- TEXTO DEL EJERCICIO
::::

Corría el 13 de mayo de 1932 y en
las Cortes unicamerales de la II República se celebraba el esperadísimo debate
sobre el proyecto de Estatuto de Cataluña. En el estrado, un orador tan enorme
como una enciclopedia. Su vocación, la filosofía. Su dolor, España. Su tarea
política, construir una nación moderna. Su nombre, Ortega y Gasset.
Empezó diciendo: “No puedo
ofrecer otra cosa a la vida pública de mi país que unas cuantas reflexiones.
Nadie puede pedirme que dé más de lo que tengo; pero tampoco nadie puede
estorbarme que contribuya con lo que poseo.”
Y prosiguió: “Sostengo que el
problema catalán no se puede resolver, sólo se puede conllevar. Al decir esto
conste que significo con ello, no sólo que los demás españoles tenemos que
conllevarnos con los catalanes, sino que los catalanes también tienen que
conllevarse con los demás españoles.”
Después de aquel debate intenso,
la historia, tan renuente a las utopías, trajo consigo sus vientos furiosos: el
alzamiento militar, la cruenta Guerra Civil, el derrocamiento de la República,
la Dictadura inacabable, las represalias, el retraso moral, científico y
cultural de España, su aislamiento internacional, y el exilio para hombres de
la talla intelectual de Ortega y Gasset y de la hondura artística de Antonio
Machado, por citar sólo dos nombres ilustres.
¿Hemos aprendido algo tras el
esfuerzo sin precedentes que, a la agónica muerte del dictador, hizo posible
que se reinstaurara la democracia, en 1978? Sin duda hemos aprendido. Pero no
lo suficiente. Ni políticos, ni reyes, ni banqueros, ni empresarios de postín,
ni ciudadanos comunes, hemos aprendido que España todavía está lejos de hallar
su lugar en el mundo luego de que su ingente imperio, donde no se ponía el sol,
languideciera penosamente hacia finales del siglo XIX.

::::

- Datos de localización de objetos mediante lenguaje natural
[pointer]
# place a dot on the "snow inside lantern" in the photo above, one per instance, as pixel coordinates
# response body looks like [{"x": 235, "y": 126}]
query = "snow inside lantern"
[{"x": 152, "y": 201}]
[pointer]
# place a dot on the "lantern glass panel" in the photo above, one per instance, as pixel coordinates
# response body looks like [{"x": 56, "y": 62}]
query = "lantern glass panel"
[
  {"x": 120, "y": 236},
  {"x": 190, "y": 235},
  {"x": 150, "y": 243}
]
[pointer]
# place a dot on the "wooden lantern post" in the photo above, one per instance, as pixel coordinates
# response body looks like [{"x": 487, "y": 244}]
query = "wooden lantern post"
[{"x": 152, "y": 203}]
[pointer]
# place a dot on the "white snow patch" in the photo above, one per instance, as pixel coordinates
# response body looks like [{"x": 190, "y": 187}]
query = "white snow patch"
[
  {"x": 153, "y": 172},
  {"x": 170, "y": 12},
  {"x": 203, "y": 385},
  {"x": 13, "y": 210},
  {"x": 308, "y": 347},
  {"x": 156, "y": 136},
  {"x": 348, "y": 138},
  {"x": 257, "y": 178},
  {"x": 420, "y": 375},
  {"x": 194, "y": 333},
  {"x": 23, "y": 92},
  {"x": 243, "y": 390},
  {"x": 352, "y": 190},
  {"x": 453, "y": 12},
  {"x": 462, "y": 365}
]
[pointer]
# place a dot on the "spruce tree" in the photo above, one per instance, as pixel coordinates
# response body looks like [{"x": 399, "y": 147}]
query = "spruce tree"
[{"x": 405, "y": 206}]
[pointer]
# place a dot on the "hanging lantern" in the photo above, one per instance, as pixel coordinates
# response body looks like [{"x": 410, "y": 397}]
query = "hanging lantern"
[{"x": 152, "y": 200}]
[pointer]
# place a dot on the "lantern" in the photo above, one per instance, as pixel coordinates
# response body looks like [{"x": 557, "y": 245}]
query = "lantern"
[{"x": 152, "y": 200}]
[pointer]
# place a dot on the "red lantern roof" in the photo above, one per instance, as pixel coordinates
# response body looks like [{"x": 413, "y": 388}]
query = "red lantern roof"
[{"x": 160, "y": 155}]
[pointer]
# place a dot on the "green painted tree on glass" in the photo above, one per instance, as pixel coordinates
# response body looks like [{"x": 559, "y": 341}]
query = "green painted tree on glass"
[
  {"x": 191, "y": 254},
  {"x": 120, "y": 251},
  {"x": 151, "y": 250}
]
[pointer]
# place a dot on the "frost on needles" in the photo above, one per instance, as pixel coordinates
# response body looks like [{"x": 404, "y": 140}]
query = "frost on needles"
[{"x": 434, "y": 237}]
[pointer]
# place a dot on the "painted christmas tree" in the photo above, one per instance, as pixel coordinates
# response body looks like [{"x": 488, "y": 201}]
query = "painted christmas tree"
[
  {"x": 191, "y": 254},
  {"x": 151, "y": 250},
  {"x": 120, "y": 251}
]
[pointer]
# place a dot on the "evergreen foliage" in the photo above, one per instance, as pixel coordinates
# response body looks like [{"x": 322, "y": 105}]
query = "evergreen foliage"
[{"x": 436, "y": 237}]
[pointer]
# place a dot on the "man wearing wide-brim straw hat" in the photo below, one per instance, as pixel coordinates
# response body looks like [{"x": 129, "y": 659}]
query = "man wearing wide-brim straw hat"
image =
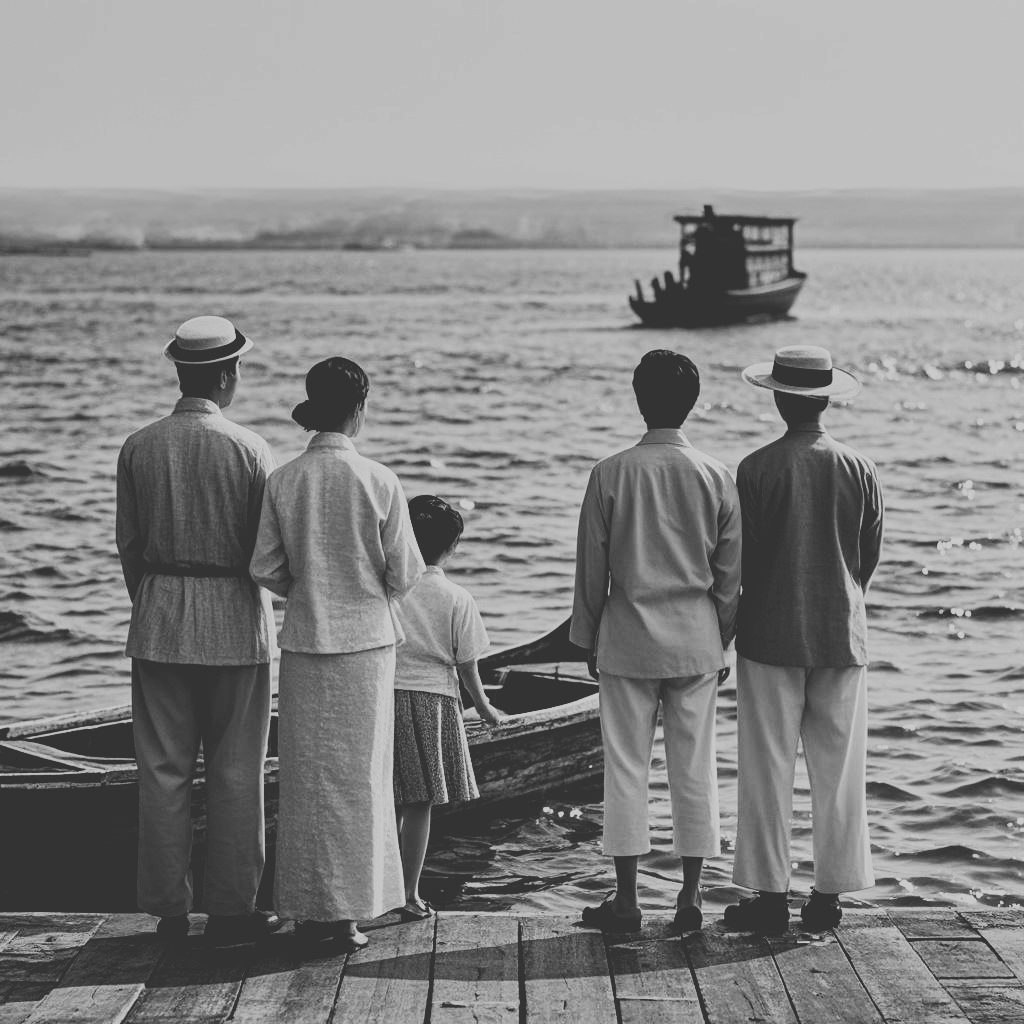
[
  {"x": 189, "y": 491},
  {"x": 812, "y": 536}
]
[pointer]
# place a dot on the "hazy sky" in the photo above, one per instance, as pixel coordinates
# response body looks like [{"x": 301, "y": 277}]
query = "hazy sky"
[{"x": 506, "y": 93}]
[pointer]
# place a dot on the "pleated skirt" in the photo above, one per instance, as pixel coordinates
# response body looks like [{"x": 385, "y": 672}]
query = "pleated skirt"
[
  {"x": 338, "y": 854},
  {"x": 431, "y": 755}
]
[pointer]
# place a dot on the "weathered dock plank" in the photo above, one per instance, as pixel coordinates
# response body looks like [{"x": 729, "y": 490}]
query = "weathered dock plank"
[
  {"x": 565, "y": 973},
  {"x": 989, "y": 1003},
  {"x": 476, "y": 971},
  {"x": 390, "y": 979},
  {"x": 954, "y": 958},
  {"x": 281, "y": 985},
  {"x": 107, "y": 978},
  {"x": 1004, "y": 931},
  {"x": 897, "y": 967},
  {"x": 940, "y": 924},
  {"x": 821, "y": 982},
  {"x": 895, "y": 977},
  {"x": 652, "y": 979},
  {"x": 737, "y": 978},
  {"x": 194, "y": 984}
]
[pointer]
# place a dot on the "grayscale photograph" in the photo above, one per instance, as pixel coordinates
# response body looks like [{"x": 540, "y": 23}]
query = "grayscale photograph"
[{"x": 511, "y": 512}]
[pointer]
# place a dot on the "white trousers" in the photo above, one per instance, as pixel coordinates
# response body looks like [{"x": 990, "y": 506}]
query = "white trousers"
[
  {"x": 629, "y": 717},
  {"x": 827, "y": 709},
  {"x": 227, "y": 708}
]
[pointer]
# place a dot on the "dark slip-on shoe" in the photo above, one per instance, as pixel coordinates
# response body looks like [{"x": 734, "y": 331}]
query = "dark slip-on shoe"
[
  {"x": 241, "y": 929},
  {"x": 608, "y": 919}
]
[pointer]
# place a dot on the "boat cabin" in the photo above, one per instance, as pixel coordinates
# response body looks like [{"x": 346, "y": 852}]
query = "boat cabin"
[{"x": 727, "y": 252}]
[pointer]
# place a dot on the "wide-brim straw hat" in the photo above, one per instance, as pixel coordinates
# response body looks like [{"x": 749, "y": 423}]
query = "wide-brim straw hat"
[
  {"x": 206, "y": 339},
  {"x": 803, "y": 370}
]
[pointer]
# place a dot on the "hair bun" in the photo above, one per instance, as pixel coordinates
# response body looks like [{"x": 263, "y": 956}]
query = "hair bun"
[{"x": 304, "y": 415}]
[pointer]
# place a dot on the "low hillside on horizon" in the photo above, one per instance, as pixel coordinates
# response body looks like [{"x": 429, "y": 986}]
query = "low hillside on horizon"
[{"x": 372, "y": 218}]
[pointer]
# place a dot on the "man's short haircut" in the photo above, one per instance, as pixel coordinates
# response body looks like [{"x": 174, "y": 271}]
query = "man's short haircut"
[
  {"x": 199, "y": 380},
  {"x": 336, "y": 388},
  {"x": 799, "y": 408},
  {"x": 667, "y": 385},
  {"x": 436, "y": 525}
]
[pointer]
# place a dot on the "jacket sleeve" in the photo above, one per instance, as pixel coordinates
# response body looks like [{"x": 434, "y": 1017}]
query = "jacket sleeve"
[
  {"x": 725, "y": 562},
  {"x": 871, "y": 527},
  {"x": 593, "y": 570},
  {"x": 269, "y": 562},
  {"x": 403, "y": 563},
  {"x": 263, "y": 466},
  {"x": 128, "y": 530}
]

::::

Según el texto del ejercicio, ¿en qué fecha se celebró en las Cortes el debate sobre el proyecto de Estatuto de Cataluña?

El 13 de mayo de 1932.